Required work:
**1.** Retype the part of the learning-through-play text starting at "Sight. Your baby" and ending at "fine motor skills.".
**2.** Which miniature musical instruments does the learning-through-play text list?

Text section:
────────────────────────────────────────
Learning through play: 12 months and up
Playing games isn’t all for fun—it’s also the best way for your baby to learn and develop social, cognitive and motor skills. Read on for playtime tips for babies of all ages, as well as ways to expand your baby’s learning potential and a few of our favorite all-star baby toys!
Sight. Your baby is learning to recognize familiar faces in photos. This is a great memory activity and good practice for the family reunion: “Where’s Grandma? Where’s Uncle Jared?” He is also ready to learn animal noises—tie in the picture with the noise for a cross-sensory experience.
Sound. Musical instrument toys help your baby find his own rhythm. Miniature drums, xylophones, maracas and pianos are a fun introduction to musical creation through play. Sing with your baby and introduce him to the “Alphabet Song” along with other baby classics and your own family favorites.
Touch. Your baby now relies on his hands more than his mouth when it comes to tactile exploration. Books with touch-and-feel or lift-the-flap actions provide fun learning by involving the senses of sight and touch with your baby’s developing fine motor skills.
────────────────────────────────────────
(Dataset entries)
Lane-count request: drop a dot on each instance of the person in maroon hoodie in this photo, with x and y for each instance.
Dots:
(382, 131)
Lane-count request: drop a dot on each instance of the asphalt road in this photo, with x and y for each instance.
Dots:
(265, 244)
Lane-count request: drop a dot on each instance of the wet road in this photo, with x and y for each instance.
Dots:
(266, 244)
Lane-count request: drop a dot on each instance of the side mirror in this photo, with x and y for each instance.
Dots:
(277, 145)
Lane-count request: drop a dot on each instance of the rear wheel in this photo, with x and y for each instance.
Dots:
────────────────────────────────────────
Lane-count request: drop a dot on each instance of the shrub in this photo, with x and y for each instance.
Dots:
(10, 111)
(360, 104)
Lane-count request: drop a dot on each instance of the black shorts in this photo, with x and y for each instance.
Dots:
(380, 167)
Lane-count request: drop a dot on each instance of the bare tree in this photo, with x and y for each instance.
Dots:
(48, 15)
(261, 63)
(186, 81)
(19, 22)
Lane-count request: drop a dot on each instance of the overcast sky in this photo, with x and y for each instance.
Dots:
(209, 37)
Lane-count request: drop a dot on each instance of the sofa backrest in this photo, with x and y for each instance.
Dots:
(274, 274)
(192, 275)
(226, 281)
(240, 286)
────────────────────────────────────────
Set of answers:
**1.**
Sight. Your baby is learning to recognize familiar faces in photos. This is a great memory activity and good practice for the family reunion: “Where’s Grandma? Where’s Uncle Jared?” He is also ready to learn animal noises—tie in the picture with the noise for a cross-sensory experience.
Sound. Musical instrument toys help your baby find his own rhythm. Miniature drums, xylophones, maracas and pianos are a fun introduction to musical creation through play. Sing with your baby and introduce him to the “Alphabet Song” along with other baby classics and your own family favorites.
Touch. Your baby now relies on his hands more than his mouth when it comes to tactile exploration. Books with touch-and-feel or lift-the-flap actions provide fun learning by involving the senses of sight and touch with your baby’s developing fine motor skills.

**2.** Drums, xylophones, maracas and pianos.